= GIVEN TASK A =
From the article on the idiom "call a spade a spade," copy out everything from "The idiom originates" down to "and Jonathan Swift.", word for word.
= GIVEN TASK B =
According to the article on the idiom "call a spade a spade," in what year was the expression introduced into English, and in whose translation?

= DOCUMENT EXCERPT =
= Call a spade a spade =

Figurative expression

"Call a spade a spade" is a figurative expression. It refers to calling something "as it is"—that is, by its right or proper name, without "beating about the bush", but rather speaking truthfully, frankly, and directly about a topic; even to the point of bluntness or rudeness, and even if the subject is considered coarse, impolite, or unpleasant.

The idiom originates in the classical Greek of Plutarch's Apophthegmata Laconica, and was introduced into the English language in 1542 in Nicolas Udall's translation of the Apophthegmes, where Erasmus had seemingly replaced Plutarch's images of "trough" and "fig" with the more familiar "spade". It has appeared in many literary and popular works, including those of Oscar Wilde, Charles Dickens, Ralph Waldo Emerson, W. Somerset Maugham, and Jonathan Swift.

== Definition ==
"Call a spade a spade" or "call a spade a shovel" are both forms of the figurative expression which state that the speaker should call, or has called, a noun by its most suitable name without any reservation to the strained formalities that may result. The implication is telling the truth regarding the nature of the thing in question, speaking frankly and directly about it, even if it is considered coarse, impolite, or unpleasant. Brewer's Dictionary of Phrase and Fable defines it in 1913 as being "outspoken, blunt, even to the point of rudeness", adding that it implies calling "things by their proper names without any 'beating about the bush.

=== Usage ===
Brewer's Dictionary of Phrase and Fable in 1913, provides a definition largely consistent with contemporary English usage in the early 21st century. The Oxford English Dictionary records a forceful, obscene variant, "to call a spade a bloody shovel", attested since 1919.

= DATA EXTRACT =

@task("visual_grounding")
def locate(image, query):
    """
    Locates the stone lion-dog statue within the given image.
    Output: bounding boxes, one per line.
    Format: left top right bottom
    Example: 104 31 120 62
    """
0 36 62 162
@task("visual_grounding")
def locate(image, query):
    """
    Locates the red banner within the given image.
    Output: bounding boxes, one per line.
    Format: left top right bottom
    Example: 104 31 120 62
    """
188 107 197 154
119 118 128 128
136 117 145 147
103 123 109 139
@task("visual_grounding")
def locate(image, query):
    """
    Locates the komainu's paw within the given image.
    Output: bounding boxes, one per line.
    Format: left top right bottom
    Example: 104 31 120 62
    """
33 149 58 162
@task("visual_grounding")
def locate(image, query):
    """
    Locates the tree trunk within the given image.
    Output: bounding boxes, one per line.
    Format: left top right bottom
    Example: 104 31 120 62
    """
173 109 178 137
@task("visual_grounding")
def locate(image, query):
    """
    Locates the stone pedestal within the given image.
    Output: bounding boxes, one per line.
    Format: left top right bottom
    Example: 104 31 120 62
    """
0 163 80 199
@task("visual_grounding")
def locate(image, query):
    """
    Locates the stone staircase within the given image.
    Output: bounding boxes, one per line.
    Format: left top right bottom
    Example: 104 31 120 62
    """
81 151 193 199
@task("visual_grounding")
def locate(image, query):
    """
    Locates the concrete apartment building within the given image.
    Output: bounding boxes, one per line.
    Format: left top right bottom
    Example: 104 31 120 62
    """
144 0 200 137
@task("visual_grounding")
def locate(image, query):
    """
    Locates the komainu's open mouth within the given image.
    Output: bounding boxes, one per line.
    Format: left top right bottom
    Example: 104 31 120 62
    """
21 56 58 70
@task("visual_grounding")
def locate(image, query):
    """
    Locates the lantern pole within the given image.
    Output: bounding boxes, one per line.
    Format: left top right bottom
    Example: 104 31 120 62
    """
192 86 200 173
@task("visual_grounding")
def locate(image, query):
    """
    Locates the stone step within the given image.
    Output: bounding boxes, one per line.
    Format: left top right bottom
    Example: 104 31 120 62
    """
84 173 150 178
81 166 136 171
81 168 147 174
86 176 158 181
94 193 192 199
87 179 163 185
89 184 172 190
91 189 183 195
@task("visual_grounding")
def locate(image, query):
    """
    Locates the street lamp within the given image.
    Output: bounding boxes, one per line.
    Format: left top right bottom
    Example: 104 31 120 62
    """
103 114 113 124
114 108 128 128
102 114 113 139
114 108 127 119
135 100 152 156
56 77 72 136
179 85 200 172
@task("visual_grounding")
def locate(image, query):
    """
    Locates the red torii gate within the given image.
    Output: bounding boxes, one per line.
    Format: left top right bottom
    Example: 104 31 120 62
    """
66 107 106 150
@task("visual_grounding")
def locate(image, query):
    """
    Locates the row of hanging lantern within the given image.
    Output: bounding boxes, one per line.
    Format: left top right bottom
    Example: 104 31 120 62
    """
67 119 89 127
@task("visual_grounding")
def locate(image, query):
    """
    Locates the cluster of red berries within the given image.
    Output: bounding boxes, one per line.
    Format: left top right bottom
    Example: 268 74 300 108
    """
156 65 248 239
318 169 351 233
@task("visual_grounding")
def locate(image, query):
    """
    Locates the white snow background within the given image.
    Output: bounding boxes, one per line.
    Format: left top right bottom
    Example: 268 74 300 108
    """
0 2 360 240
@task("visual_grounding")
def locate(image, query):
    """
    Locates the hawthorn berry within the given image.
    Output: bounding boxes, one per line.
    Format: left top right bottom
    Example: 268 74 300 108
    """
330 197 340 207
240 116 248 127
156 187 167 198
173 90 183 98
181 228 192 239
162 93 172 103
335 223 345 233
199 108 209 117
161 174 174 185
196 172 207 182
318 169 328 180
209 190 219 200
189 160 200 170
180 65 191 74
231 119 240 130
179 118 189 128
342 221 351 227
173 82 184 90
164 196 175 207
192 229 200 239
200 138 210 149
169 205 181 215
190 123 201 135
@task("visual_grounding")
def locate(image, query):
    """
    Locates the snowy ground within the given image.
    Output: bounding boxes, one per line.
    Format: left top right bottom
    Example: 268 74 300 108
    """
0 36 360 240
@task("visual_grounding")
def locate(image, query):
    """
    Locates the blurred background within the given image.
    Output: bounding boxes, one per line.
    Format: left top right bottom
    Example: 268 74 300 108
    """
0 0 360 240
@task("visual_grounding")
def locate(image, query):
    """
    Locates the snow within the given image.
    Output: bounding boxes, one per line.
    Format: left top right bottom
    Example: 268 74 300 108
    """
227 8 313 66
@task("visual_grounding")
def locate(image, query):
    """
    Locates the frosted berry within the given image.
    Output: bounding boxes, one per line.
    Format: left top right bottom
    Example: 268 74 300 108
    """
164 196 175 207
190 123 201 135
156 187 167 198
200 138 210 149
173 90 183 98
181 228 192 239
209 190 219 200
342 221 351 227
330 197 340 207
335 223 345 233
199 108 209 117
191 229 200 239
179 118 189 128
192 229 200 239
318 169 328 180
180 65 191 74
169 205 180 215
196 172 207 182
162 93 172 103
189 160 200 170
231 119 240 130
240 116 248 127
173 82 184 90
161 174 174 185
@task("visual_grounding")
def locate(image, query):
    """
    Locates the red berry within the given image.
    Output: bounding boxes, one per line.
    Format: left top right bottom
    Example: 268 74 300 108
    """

= FULL OUTPUT A =
The idiom originates in the classical Greek of Plutarch's Apophthegmata Laconica, and was introduced into the English language in 1542 in Nicolas Udall's translation of the Apophthegmes, where Erasmus had seemingly replaced Plutarch's images of "trough" and "fig" with the more familiar "spade". It has appeared in many literary and popular works, including those of Oscar Wilde, Charles Dickens, Ralph Waldo Emerson, W. Somerset Maugham, and Jonathan Swift.

= FULL OUTPUT B =
In 1542, in Nicolas Udall's translation of the Apophthegmes.